■ **Problems to solve**:
A. Reproduce the stretch of the finance solutions from "Answer. If rus" through "or r = 110%." without altering a word.
B. According to the finance solutions, what was the real interest rate in Germany in early 1996?
C. State whether each statement agrees with the finance solutions, and support each verdict with the deciding words quoted from them: (i) The gap between the predicted 1988 rate of $.5612 and the actual rate of $.56 requires an explanation. (ii) In July, the one-year interest rate on British pounds is 12%. (iii) With expected inflation of 100% and a real required return of 5%, the Fisher effect gives a nominal interest rate of 105%.

Problem Set 2
International Finance
Shrikhande
Fall 2006
SUGGESTED SOLUTIONS TO CHAPTER 4 PROBLEMS
1. From base price levels of 100 in 1987, West German and U.S. price levels in 1988 stood at 102 and 106, respectively. If the 1987 $/DM exchange rate was $0.54, what should the exchange rate be in 1988? In fact, the exchange rate in 1988 was DM 1 = $0.56. What might account for the discrepancy? (Price levels were measured using the consumer price index.)
Answer. If e1981 is the dollar value of the German mark in 1988, then according to purchasing power parity e1988/.54 = 106/102 or e1988 = $.5612. The discrepancy between the predicted rate of $.5612 and the actual rate of $.56 is insignificant and hence needs no explaining. Historically, however, discrepancies betweenthe PPP rate and the actual rate have frequently occurred. These discrepancies could be due to mismeasurement of the relevant price indices. Estimates based on narrower price indices reflecting only traded goods prices would probably be closer to the mark, so to speak. Alternatively, it could be due to a switch in investors' preferences from dollar to nondollar assets.
3. In early 1996, the short-term interest rate in France was 3.7%, and forecast French inflation was 1.8%. At the same time, the short-term German interest rate was 2.6% and forecast German inflation was 1.6%.
a. Based on these figures, what were the real interest rates in France and Germany?
Answer. The French real interest rate was 1.037/1.018 - 1 = 1.87%. The corresponding real rate in Germany was 1.026/1.016 - 1 = 0.98%.
b. To what would you attribute any discrepancy in real rates between France and Germany?
Answer. The most likely reason for the discrepancy is the inclusion of a higher inflation risk component in the French real interest rate than in the German real rate. Other possibilities are the effects of currency risk or transactions costs precluding this seeming arbitrage opportunity.
4. In July, the oneyear interest rate is 12% on British pounds and 9% on U.S. dollars.
a. If the current exchange rate is $1.63:1, what is the expected future exchange rate in one year?
Answer. According to the international Fisher effect, the spot exchange rate expected in one year equals 1.63 x 1.09/1.12 = $1.5863.
b.Suppose a change in expectations regarding future U.S. inflation causes the expected future spot rate to decline to $1.52:£1. What should happen to the U.S. interest rate?
Answer. If rus is the unknown U.S. interest rate, and assuming that the British interest rate stayed at 12% (because there has been no change in expectations of British inflation), then according to the IFE, 1.52/1.63 = (1+rus)/1.12 or rus = 4.44%.
5. If expected inflation is 100% and the real required return is 5%, what will the nominal interest rate be according to the Fisher effect?
Answer. According to the Fisher effect, the relationship between the nominal interest rate, r, the real interest rate a, and the expected inflation rate, i, is 1 + r = (1 + a)(1 + i). Substituting in the numbers in the problem yields 1 + r = 1.05 x 2 = 2.1, or r = 110%.

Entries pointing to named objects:
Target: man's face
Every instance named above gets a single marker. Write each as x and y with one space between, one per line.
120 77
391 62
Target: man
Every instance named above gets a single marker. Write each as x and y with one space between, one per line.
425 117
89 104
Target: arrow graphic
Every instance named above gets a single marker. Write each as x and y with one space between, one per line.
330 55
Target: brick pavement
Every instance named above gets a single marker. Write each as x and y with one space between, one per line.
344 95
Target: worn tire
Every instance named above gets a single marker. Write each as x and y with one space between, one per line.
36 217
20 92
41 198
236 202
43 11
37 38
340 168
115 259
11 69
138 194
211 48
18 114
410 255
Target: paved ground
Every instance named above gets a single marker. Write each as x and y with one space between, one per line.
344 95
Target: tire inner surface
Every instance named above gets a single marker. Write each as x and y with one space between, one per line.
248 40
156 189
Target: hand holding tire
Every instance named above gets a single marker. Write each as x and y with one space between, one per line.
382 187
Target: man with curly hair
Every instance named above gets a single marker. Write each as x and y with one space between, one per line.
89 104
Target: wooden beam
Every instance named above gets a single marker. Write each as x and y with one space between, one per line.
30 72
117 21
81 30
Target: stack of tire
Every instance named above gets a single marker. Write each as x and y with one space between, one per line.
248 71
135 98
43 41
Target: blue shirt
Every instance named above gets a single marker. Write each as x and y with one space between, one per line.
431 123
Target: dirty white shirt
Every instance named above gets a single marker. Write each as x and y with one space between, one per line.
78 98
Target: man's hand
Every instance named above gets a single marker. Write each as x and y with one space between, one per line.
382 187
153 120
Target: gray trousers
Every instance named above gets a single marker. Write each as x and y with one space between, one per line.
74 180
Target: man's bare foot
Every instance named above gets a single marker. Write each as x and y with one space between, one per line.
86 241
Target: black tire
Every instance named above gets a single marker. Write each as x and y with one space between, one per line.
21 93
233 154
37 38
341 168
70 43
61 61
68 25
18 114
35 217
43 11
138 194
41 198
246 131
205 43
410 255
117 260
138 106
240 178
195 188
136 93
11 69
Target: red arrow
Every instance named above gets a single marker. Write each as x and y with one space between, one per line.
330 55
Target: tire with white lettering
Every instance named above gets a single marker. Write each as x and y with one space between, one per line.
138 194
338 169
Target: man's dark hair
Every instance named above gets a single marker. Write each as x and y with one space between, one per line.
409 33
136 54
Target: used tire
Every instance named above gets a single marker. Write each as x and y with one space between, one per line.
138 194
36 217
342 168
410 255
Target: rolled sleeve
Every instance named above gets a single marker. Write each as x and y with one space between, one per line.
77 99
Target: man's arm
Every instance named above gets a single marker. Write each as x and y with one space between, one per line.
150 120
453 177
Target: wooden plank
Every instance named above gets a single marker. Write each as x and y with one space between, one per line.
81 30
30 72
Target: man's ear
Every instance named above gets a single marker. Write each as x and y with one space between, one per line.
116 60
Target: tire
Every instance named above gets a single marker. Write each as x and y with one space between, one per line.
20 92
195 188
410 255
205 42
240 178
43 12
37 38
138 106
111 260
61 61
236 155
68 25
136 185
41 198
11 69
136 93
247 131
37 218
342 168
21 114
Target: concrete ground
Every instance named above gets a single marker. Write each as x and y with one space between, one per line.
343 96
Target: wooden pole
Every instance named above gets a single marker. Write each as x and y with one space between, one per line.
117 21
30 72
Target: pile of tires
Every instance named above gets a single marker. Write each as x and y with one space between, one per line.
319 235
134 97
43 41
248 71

■ **Results of the tasks**:
A.
Answer. If rus is the unknown U.S. interest rate, and assuming that the British interest rate stayed at 12% (because there has been no change in expectations of British inflation), then according to the IFE, 1.52/1.63 = (1+rus)/1.12 or rus = 4.44%.
5. If expected inflation is 100% and the real required return is 5%, what will the nominal interest rate be according to the Fisher effect?
Answer. According to the Fisher effect, the relationship between the nominal interest rate, r, the real interest rate a, and the expected inflation rate, i, is 1 + r = (1 + a)(1 + i). Substituting in the numbers in the problem yields 1 + r = 1.05 x 2 = 2.1, or r = 110%.

B. 0.98%

C.
(i) No: "is insignificant and hence needs no explaining"
(ii) Yes: "the oneyear interest rate is 12% on British pounds"
(iii) No: "r = 110%"